Please rewrite the rows from the line containing "Return the outline of every instance of the man" up to and including the last line of the rows, substituting "green shirt" for "orange shirt" and changing nothing else. Leave the pictures out of your answer.

→ **Given data**
══════════

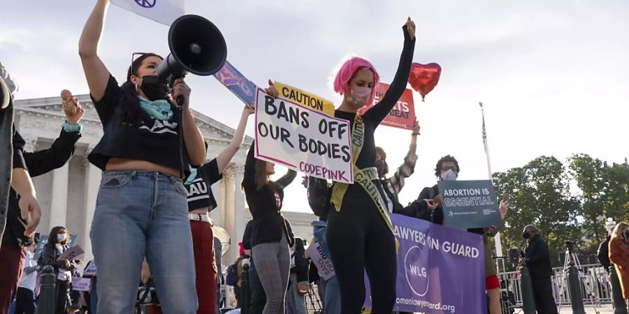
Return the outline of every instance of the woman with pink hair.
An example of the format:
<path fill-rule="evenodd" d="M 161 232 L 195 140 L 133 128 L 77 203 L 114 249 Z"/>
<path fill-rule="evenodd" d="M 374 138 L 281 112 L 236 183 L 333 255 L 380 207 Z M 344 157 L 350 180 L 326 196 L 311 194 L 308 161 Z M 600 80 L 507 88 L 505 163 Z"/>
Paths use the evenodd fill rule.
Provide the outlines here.
<path fill-rule="evenodd" d="M 373 101 L 379 76 L 364 59 L 345 61 L 334 80 L 343 96 L 335 117 L 352 128 L 354 183 L 335 182 L 326 237 L 338 280 L 341 313 L 359 313 L 365 301 L 364 269 L 372 290 L 372 312 L 390 314 L 396 300 L 396 239 L 384 190 L 378 180 L 373 133 L 406 89 L 415 44 L 415 24 L 403 27 L 404 47 L 395 78 L 382 100 L 363 114 L 357 111 Z"/>

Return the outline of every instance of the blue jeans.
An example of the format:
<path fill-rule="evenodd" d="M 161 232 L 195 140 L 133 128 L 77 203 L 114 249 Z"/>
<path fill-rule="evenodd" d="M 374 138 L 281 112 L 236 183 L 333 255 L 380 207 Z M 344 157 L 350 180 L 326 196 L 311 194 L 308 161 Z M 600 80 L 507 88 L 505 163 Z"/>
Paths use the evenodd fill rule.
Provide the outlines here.
<path fill-rule="evenodd" d="M 318 221 L 313 223 L 314 234 L 319 242 L 319 246 L 324 253 L 330 256 L 330 249 L 328 248 L 328 241 L 326 240 L 326 226 L 323 222 Z M 340 290 L 338 287 L 338 281 L 336 276 L 327 281 L 323 278 L 319 281 L 321 292 L 324 295 L 324 314 L 340 313 Z"/>
<path fill-rule="evenodd" d="M 186 195 L 181 179 L 161 172 L 105 173 L 90 231 L 99 314 L 133 312 L 145 256 L 164 313 L 196 313 Z"/>
<path fill-rule="evenodd" d="M 297 292 L 297 275 L 291 274 L 290 283 L 289 293 L 292 295 L 289 299 L 289 304 L 291 306 L 291 313 L 292 314 L 306 314 L 305 297 L 299 294 L 299 292 Z"/>

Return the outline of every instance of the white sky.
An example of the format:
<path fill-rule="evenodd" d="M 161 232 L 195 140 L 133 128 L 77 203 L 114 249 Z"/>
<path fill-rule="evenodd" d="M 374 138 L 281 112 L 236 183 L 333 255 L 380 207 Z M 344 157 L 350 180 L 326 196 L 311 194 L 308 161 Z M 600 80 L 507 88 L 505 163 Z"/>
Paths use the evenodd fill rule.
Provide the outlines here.
<path fill-rule="evenodd" d="M 55 96 L 64 89 L 87 94 L 78 43 L 96 1 L 2 2 L 0 61 L 20 85 L 17 98 Z M 435 164 L 446 154 L 458 160 L 460 179 L 487 177 L 479 101 L 494 172 L 541 155 L 565 160 L 586 153 L 617 163 L 629 156 L 626 1 L 188 0 L 187 13 L 221 29 L 228 60 L 254 82 L 277 80 L 337 104 L 329 78 L 347 56 L 367 57 L 382 80 L 391 81 L 401 26 L 411 16 L 417 25 L 414 61 L 437 62 L 443 72 L 426 103 L 415 94 L 419 158 L 403 204 L 434 184 Z M 168 29 L 110 6 L 101 58 L 120 82 L 132 52 L 168 54 Z M 212 77 L 187 82 L 195 110 L 236 127 L 238 98 Z M 376 144 L 386 151 L 391 170 L 410 139 L 409 131 L 377 129 Z M 287 188 L 284 210 L 309 210 L 299 181 Z"/>

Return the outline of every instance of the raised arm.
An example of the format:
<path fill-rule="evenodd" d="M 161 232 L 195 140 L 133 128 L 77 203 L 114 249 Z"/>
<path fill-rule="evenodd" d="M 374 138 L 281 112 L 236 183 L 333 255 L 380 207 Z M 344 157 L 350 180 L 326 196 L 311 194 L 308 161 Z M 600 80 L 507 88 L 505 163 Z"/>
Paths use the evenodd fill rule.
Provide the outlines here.
<path fill-rule="evenodd" d="M 66 99 L 62 99 L 62 103 L 66 114 L 66 123 L 52 145 L 48 149 L 24 153 L 24 160 L 31 177 L 63 167 L 74 154 L 76 142 L 81 137 L 79 121 L 85 110 L 78 100 L 71 97 L 71 95 Z"/>
<path fill-rule="evenodd" d="M 409 17 L 402 29 L 404 32 L 404 48 L 402 50 L 396 76 L 380 102 L 367 110 L 363 116 L 364 119 L 377 124 L 384 119 L 393 105 L 398 103 L 398 100 L 406 89 L 406 84 L 410 74 L 413 52 L 415 49 L 415 23 Z"/>
<path fill-rule="evenodd" d="M 245 105 L 245 109 L 243 110 L 243 114 L 240 114 L 240 121 L 238 123 L 238 126 L 233 133 L 233 137 L 232 137 L 229 146 L 225 149 L 223 149 L 223 151 L 221 151 L 221 153 L 216 156 L 216 161 L 218 164 L 219 174 L 223 172 L 223 170 L 225 170 L 225 167 L 227 167 L 227 165 L 231 160 L 231 158 L 233 158 L 234 155 L 238 153 L 238 149 L 240 149 L 240 144 L 243 144 L 243 139 L 245 138 L 245 129 L 247 128 L 247 121 L 252 113 L 254 113 L 253 107 L 249 105 Z"/>
<path fill-rule="evenodd" d="M 18 206 L 22 218 L 29 222 L 24 235 L 30 237 L 39 225 L 41 208 L 35 197 L 35 187 L 24 159 L 24 141 L 15 130 L 15 127 L 13 132 L 11 144 L 13 147 L 13 169 L 11 172 L 11 188 L 20 195 Z"/>
<path fill-rule="evenodd" d="M 282 188 L 287 187 L 289 184 L 293 182 L 293 180 L 297 177 L 297 172 L 295 170 L 289 169 L 289 171 L 286 172 L 281 178 L 278 179 L 277 181 L 275 181 L 276 184 L 279 184 L 282 186 Z"/>
<path fill-rule="evenodd" d="M 98 0 L 83 27 L 79 40 L 79 56 L 83 65 L 83 72 L 87 80 L 89 94 L 96 101 L 100 100 L 105 95 L 109 80 L 109 70 L 98 54 L 99 42 L 108 4 L 108 0 Z"/>
<path fill-rule="evenodd" d="M 256 149 L 256 142 L 251 143 L 251 147 L 247 154 L 247 160 L 245 160 L 245 173 L 243 174 L 243 188 L 245 191 L 254 190 L 256 189 L 256 158 L 254 157 L 254 149 Z"/>

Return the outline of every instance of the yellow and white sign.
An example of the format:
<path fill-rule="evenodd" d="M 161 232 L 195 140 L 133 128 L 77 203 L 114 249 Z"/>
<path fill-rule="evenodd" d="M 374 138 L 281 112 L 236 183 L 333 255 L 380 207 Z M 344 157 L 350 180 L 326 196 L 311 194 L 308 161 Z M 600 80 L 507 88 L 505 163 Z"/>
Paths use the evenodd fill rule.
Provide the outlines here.
<path fill-rule="evenodd" d="M 334 103 L 290 85 L 275 82 L 273 85 L 280 91 L 280 97 L 308 107 L 313 110 L 334 117 Z"/>

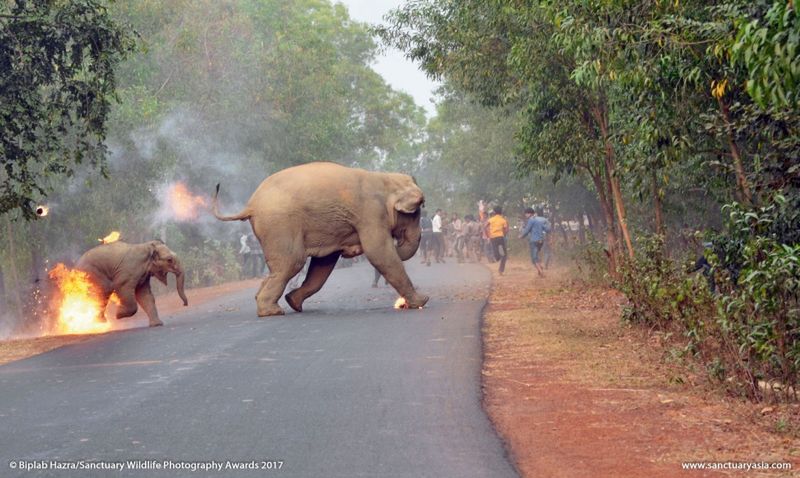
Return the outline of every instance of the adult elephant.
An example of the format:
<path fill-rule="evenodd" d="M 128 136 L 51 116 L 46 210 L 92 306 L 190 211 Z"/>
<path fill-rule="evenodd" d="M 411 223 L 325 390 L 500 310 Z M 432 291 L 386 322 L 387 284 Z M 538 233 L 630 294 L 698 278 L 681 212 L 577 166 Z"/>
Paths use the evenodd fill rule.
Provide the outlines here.
<path fill-rule="evenodd" d="M 135 314 L 138 303 L 147 314 L 150 327 L 164 325 L 158 318 L 156 300 L 150 290 L 150 278 L 155 277 L 167 285 L 167 274 L 170 272 L 175 274 L 183 305 L 189 305 L 183 291 L 184 273 L 180 261 L 161 241 L 103 244 L 86 251 L 78 259 L 75 268 L 88 273 L 99 288 L 101 310 L 105 310 L 111 293 L 116 292 L 120 301 L 117 319 Z M 102 313 L 101 318 L 105 320 Z"/>
<path fill-rule="evenodd" d="M 389 281 L 409 307 L 422 307 L 428 296 L 417 293 L 402 261 L 419 247 L 422 190 L 411 176 L 308 163 L 279 171 L 256 189 L 244 209 L 219 214 L 219 185 L 213 213 L 221 221 L 249 220 L 270 274 L 256 294 L 259 317 L 282 315 L 278 299 L 287 282 L 311 257 L 305 281 L 286 294 L 303 311 L 303 301 L 330 276 L 339 257 L 362 253 Z"/>

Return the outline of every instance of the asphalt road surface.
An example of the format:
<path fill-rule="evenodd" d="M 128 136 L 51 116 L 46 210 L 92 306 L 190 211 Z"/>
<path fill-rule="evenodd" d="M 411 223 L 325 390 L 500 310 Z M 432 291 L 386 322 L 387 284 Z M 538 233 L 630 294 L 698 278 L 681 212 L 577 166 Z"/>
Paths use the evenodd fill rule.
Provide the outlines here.
<path fill-rule="evenodd" d="M 488 271 L 406 266 L 423 310 L 358 264 L 302 314 L 245 290 L 1 366 L 0 476 L 517 476 L 480 403 Z M 52 468 L 81 460 L 125 469 Z"/>

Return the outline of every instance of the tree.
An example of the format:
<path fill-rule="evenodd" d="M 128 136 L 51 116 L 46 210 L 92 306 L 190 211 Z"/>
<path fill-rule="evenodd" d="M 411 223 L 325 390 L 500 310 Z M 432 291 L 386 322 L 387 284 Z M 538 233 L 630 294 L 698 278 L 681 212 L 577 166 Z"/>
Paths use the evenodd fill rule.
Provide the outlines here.
<path fill-rule="evenodd" d="M 132 47 L 95 0 L 0 6 L 0 214 L 35 218 L 55 180 L 105 170 L 114 68 Z"/>

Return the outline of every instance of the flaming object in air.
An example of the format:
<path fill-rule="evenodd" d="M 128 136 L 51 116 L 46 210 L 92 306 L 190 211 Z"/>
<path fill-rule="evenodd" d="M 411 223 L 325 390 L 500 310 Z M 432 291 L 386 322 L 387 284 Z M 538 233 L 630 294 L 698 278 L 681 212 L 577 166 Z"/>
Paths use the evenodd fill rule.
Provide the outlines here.
<path fill-rule="evenodd" d="M 405 297 L 398 297 L 396 301 L 394 301 L 394 308 L 395 309 L 407 309 L 408 302 L 406 302 Z"/>
<path fill-rule="evenodd" d="M 111 329 L 109 322 L 101 322 L 102 300 L 86 272 L 56 264 L 49 272 L 58 292 L 55 297 L 57 334 L 99 334 Z"/>
<path fill-rule="evenodd" d="M 102 239 L 98 239 L 98 241 L 102 242 L 103 244 L 111 244 L 112 242 L 117 242 L 119 240 L 120 234 L 119 231 L 111 231 L 111 234 L 107 235 Z"/>
<path fill-rule="evenodd" d="M 205 207 L 208 207 L 208 200 L 192 194 L 184 183 L 174 183 L 167 188 L 166 208 L 178 221 L 196 219 L 199 210 Z"/>
<path fill-rule="evenodd" d="M 394 301 L 394 308 L 397 310 L 406 310 L 410 309 L 411 307 L 408 306 L 408 301 L 405 297 L 398 297 L 396 301 Z M 422 307 L 416 307 L 418 309 L 422 309 Z"/>

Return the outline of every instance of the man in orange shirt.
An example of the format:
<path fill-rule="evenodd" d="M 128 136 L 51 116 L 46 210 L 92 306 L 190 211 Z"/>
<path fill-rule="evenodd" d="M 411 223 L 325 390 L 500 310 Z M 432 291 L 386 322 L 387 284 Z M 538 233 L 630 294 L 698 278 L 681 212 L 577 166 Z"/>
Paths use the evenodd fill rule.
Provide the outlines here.
<path fill-rule="evenodd" d="M 495 259 L 500 261 L 500 274 L 506 270 L 506 259 L 508 254 L 506 251 L 506 234 L 508 234 L 508 221 L 503 217 L 503 208 L 500 206 L 494 207 L 494 216 L 489 218 L 486 223 L 489 241 L 492 244 L 492 252 Z"/>

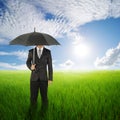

══════════

→ **Response**
Return the outline of every instance of the man in green shirt.
An example of the format:
<path fill-rule="evenodd" d="M 128 136 L 51 116 L 46 210 L 92 306 L 190 211 Z"/>
<path fill-rule="evenodd" d="M 411 223 L 325 390 L 500 310 Z M 432 291 L 386 322 L 387 284 Z M 538 233 L 630 294 L 698 278 L 681 212 L 577 166 Z"/>
Paths use the evenodd fill rule.
Provide the outlines here.
<path fill-rule="evenodd" d="M 495 259 L 500 261 L 500 274 L 506 270 L 506 259 L 508 254 L 506 251 L 506 234 L 508 234 L 508 221 L 503 217 L 503 208 L 500 206 L 494 207 L 494 216 L 489 218 L 486 223 L 489 241 L 492 244 L 492 252 Z"/>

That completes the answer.